Beginning with the line where "arch in the photo above." appears, repeat every remaining line of the entries exactly, the last line included.
:: SUPPLIED DATA
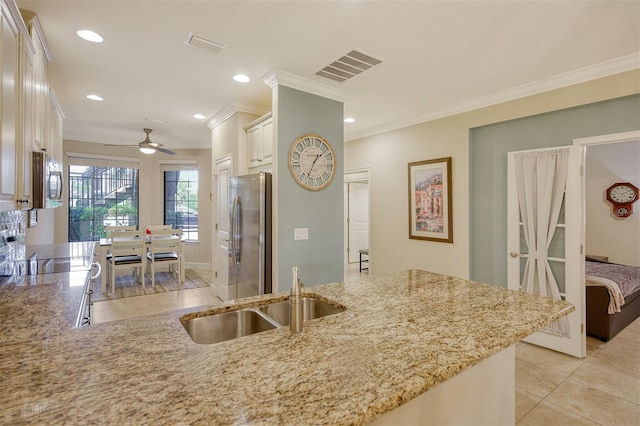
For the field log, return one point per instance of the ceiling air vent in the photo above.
(200, 42)
(350, 65)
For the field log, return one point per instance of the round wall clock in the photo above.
(312, 162)
(622, 195)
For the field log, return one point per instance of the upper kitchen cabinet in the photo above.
(31, 117)
(47, 114)
(260, 143)
(8, 105)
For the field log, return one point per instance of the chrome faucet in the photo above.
(295, 304)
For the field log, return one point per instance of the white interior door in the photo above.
(221, 252)
(358, 219)
(564, 254)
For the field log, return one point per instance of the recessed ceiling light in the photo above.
(90, 36)
(241, 78)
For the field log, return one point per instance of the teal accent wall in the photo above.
(320, 259)
(488, 147)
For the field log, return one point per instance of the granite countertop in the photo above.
(38, 306)
(401, 334)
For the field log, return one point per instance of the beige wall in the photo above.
(197, 254)
(388, 154)
(606, 234)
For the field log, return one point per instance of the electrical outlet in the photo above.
(300, 233)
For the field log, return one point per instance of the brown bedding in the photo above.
(626, 277)
(606, 281)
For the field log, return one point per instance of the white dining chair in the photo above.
(166, 249)
(116, 228)
(127, 251)
(158, 227)
(108, 230)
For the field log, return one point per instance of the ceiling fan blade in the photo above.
(166, 151)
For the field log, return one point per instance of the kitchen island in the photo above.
(401, 335)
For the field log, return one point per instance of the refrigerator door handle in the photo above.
(235, 252)
(237, 244)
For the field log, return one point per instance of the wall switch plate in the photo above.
(300, 233)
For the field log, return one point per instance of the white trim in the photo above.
(233, 108)
(70, 154)
(633, 135)
(53, 99)
(278, 77)
(582, 75)
(37, 27)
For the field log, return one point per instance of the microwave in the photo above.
(47, 181)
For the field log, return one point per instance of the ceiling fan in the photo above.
(148, 147)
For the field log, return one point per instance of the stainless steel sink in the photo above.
(312, 308)
(226, 326)
(218, 328)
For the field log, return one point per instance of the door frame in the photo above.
(356, 175)
(214, 217)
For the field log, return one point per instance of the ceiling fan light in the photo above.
(241, 78)
(147, 150)
(90, 36)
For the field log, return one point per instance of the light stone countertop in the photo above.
(401, 334)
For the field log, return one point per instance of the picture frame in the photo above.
(431, 200)
(33, 218)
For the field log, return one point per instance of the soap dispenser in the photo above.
(295, 304)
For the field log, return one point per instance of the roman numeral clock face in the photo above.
(312, 162)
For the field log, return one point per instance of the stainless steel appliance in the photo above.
(250, 235)
(47, 181)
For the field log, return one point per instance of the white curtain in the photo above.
(540, 178)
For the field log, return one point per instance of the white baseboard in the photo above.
(197, 266)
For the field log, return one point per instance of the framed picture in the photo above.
(33, 218)
(431, 200)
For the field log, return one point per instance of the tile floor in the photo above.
(601, 389)
(551, 388)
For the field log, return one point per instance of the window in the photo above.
(100, 196)
(181, 201)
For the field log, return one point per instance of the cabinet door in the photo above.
(9, 64)
(41, 94)
(254, 149)
(267, 142)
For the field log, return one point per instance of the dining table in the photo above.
(103, 251)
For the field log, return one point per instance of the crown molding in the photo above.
(582, 75)
(282, 78)
(233, 108)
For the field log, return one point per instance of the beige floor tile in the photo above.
(127, 312)
(594, 404)
(103, 316)
(556, 362)
(593, 345)
(524, 403)
(204, 291)
(545, 414)
(102, 306)
(623, 358)
(536, 380)
(181, 303)
(601, 376)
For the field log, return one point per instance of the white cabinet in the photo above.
(260, 141)
(31, 117)
(9, 107)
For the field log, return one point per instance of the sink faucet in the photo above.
(295, 304)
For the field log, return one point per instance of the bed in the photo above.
(612, 297)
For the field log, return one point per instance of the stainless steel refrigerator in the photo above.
(250, 235)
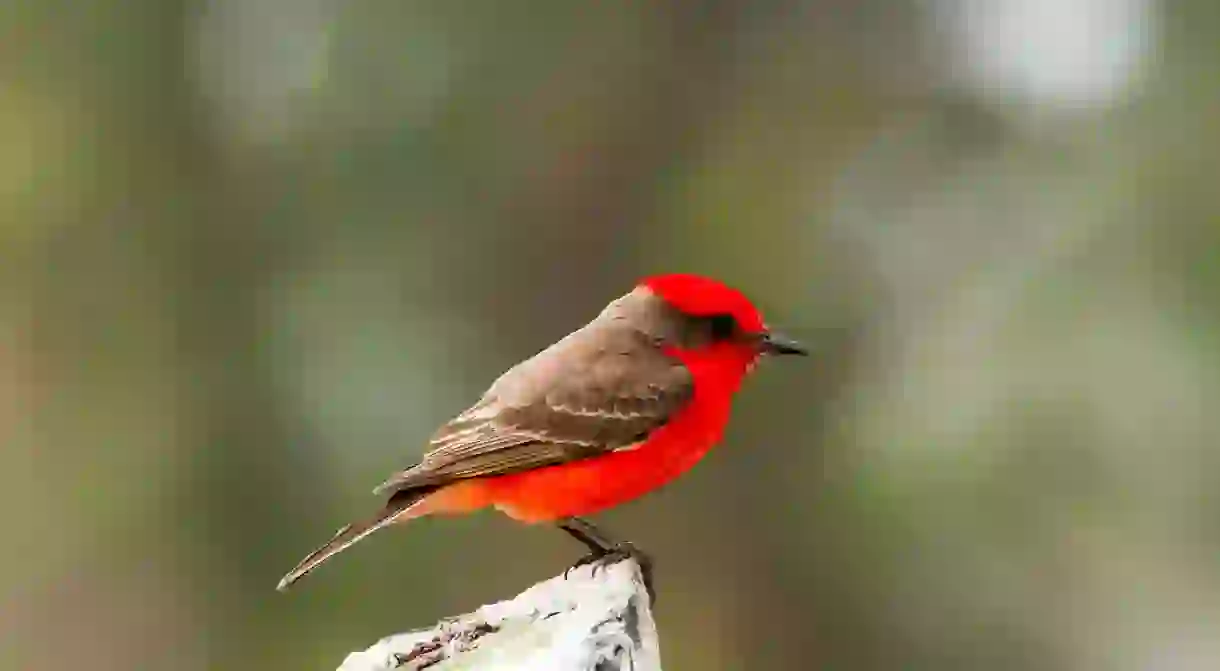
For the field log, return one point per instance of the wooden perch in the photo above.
(597, 619)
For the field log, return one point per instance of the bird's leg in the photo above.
(604, 550)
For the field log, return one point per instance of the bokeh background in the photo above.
(251, 251)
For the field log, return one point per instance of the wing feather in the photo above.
(597, 391)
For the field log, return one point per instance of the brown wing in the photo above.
(602, 388)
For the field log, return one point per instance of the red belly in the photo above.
(593, 484)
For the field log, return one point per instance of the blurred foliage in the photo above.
(253, 251)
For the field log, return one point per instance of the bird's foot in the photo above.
(602, 559)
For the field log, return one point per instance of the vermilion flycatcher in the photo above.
(611, 411)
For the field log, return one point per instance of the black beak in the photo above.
(777, 344)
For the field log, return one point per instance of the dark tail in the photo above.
(350, 534)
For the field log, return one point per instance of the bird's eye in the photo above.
(722, 326)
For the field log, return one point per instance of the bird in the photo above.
(614, 410)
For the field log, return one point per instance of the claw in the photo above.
(617, 553)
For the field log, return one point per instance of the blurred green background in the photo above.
(251, 253)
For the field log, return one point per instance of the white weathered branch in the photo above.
(593, 620)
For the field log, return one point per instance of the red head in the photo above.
(702, 297)
(733, 321)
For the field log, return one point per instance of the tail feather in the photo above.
(349, 536)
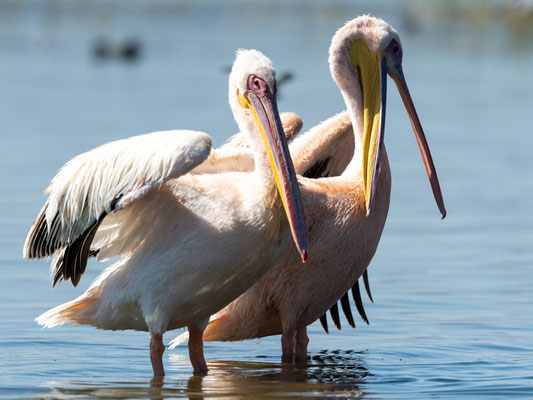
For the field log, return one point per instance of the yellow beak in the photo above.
(372, 69)
(266, 115)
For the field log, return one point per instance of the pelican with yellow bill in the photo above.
(372, 68)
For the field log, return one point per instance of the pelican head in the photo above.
(361, 55)
(252, 97)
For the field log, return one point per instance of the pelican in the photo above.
(345, 214)
(188, 243)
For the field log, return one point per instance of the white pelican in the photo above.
(189, 244)
(345, 214)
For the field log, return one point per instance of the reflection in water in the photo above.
(327, 374)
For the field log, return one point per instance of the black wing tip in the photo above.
(334, 311)
(324, 323)
(71, 264)
(367, 285)
(345, 304)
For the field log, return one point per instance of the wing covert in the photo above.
(107, 178)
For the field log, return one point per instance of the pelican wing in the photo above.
(345, 303)
(103, 180)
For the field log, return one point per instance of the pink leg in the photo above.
(196, 349)
(287, 345)
(301, 344)
(157, 348)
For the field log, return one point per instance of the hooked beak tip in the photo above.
(304, 256)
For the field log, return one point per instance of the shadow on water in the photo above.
(327, 374)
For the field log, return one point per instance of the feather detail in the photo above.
(106, 179)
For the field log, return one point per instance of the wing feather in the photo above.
(102, 180)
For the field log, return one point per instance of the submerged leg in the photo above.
(301, 344)
(157, 348)
(288, 339)
(196, 349)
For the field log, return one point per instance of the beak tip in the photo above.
(304, 256)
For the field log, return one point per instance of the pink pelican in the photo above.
(188, 243)
(345, 214)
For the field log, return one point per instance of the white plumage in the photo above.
(189, 243)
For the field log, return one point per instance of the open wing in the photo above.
(235, 155)
(102, 180)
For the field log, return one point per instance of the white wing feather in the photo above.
(109, 178)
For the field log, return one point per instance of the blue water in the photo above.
(453, 311)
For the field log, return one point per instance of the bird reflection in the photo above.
(325, 373)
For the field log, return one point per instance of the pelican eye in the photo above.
(258, 86)
(394, 51)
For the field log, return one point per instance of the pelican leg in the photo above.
(196, 349)
(301, 344)
(288, 342)
(157, 348)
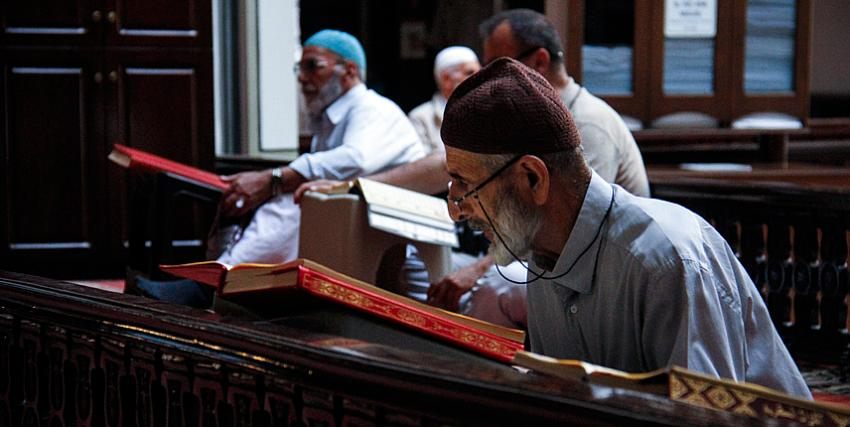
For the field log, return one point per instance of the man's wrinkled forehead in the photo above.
(500, 43)
(319, 53)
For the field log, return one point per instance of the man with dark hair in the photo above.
(356, 132)
(609, 148)
(621, 281)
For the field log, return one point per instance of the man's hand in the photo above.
(447, 292)
(320, 185)
(247, 191)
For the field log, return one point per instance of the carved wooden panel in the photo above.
(162, 104)
(51, 22)
(52, 184)
(184, 23)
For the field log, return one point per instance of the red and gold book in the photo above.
(137, 159)
(491, 340)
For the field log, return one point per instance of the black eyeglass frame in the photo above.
(457, 201)
(526, 53)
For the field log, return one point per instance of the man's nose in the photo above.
(456, 212)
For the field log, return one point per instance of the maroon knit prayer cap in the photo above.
(508, 108)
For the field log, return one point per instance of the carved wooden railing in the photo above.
(73, 356)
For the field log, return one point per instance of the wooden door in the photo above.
(161, 102)
(51, 22)
(184, 23)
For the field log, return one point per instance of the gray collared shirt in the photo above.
(609, 147)
(667, 290)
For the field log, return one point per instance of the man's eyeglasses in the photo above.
(526, 53)
(311, 65)
(474, 192)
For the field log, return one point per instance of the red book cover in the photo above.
(138, 159)
(485, 338)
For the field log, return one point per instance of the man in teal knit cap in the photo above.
(356, 132)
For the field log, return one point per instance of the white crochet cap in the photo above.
(451, 56)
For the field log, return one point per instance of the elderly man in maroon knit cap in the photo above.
(626, 282)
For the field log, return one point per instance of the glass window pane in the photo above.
(769, 57)
(607, 64)
(689, 66)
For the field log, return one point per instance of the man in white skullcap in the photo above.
(451, 66)
(356, 132)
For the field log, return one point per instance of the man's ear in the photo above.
(537, 178)
(541, 60)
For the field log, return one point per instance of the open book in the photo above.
(416, 216)
(315, 279)
(694, 388)
(132, 158)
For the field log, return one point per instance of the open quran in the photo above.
(268, 283)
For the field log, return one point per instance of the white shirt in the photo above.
(668, 290)
(361, 133)
(609, 147)
(427, 119)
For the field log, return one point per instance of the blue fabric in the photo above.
(341, 43)
(184, 292)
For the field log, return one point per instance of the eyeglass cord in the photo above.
(570, 268)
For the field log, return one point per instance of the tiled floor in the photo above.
(116, 285)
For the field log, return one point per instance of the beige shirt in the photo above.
(609, 147)
(658, 286)
(427, 119)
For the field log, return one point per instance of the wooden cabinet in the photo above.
(76, 77)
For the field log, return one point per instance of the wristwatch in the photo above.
(277, 181)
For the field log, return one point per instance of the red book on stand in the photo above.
(271, 281)
(137, 159)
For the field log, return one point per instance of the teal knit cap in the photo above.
(341, 43)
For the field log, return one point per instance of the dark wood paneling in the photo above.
(160, 23)
(78, 77)
(51, 21)
(134, 361)
(162, 103)
(53, 188)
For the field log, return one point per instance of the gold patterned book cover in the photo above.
(491, 340)
(697, 389)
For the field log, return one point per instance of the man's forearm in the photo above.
(426, 175)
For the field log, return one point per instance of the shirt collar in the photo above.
(439, 106)
(339, 108)
(590, 217)
(570, 92)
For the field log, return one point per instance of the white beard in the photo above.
(517, 223)
(327, 95)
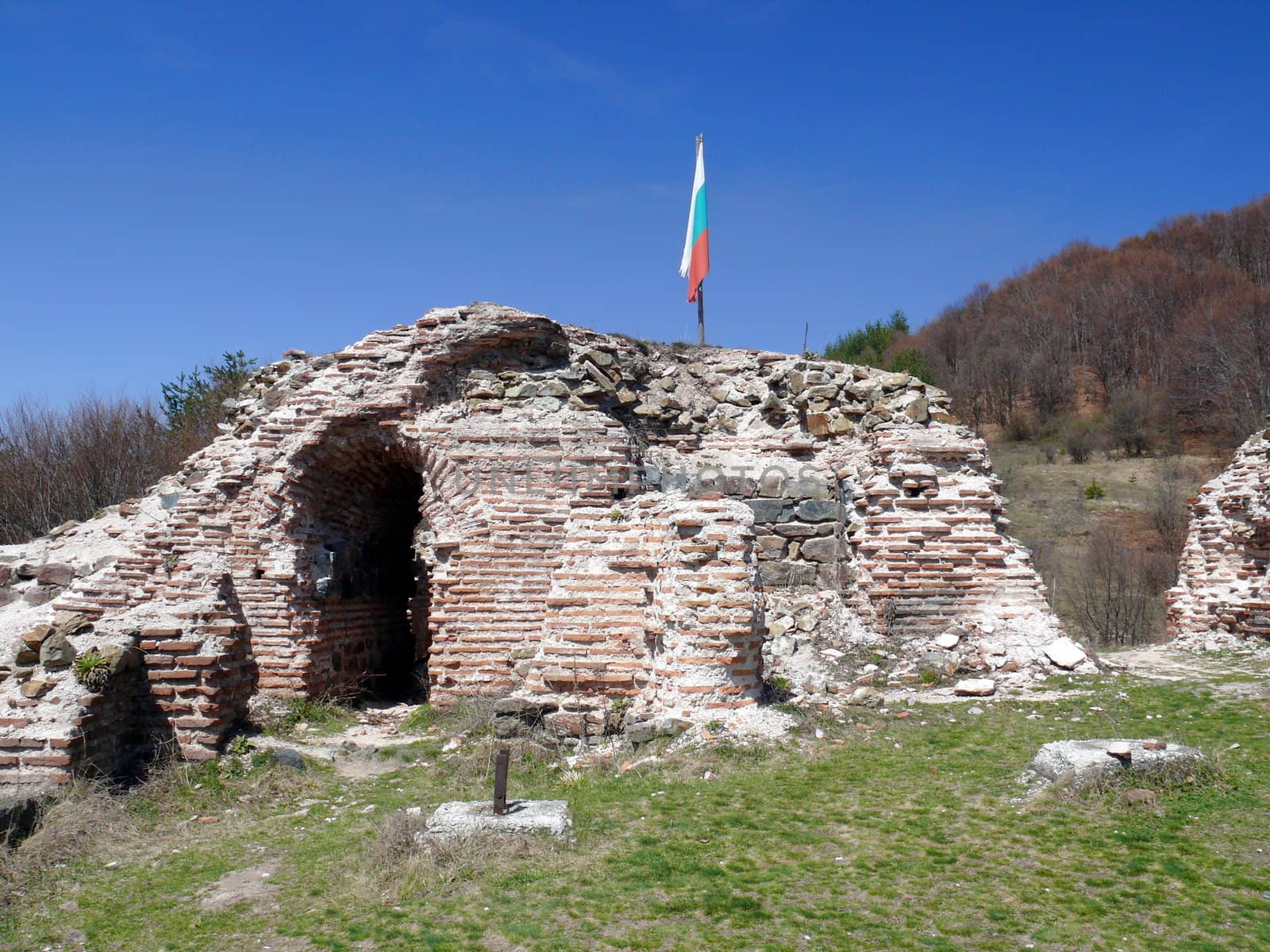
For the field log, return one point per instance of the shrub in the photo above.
(92, 670)
(1130, 420)
(1115, 589)
(1019, 428)
(59, 465)
(1168, 507)
(1079, 441)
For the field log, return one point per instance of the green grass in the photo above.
(888, 835)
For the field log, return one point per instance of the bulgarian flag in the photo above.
(696, 244)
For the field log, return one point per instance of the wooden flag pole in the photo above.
(702, 287)
(702, 314)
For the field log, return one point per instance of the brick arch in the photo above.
(366, 516)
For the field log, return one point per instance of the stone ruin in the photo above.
(605, 533)
(1221, 598)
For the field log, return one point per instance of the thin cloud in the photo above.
(506, 54)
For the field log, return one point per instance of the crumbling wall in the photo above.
(521, 509)
(1221, 597)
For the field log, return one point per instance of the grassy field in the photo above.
(899, 831)
(1051, 514)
::::
ANSWER TO THE EXERCISE.
For the field log, return one point per instance of the brick arch in the photo above.
(366, 516)
For the field log, return one point per instance of the stone ruin in the photo above.
(605, 533)
(1221, 598)
For the field log, return one point per instance of the thin cloud in the photo above.
(506, 54)
For the field log, return one point per instance of the crumbling wall in the photo above.
(521, 509)
(1221, 597)
For the field log, return one point per instance of the grassy field in the photo above.
(899, 831)
(1051, 514)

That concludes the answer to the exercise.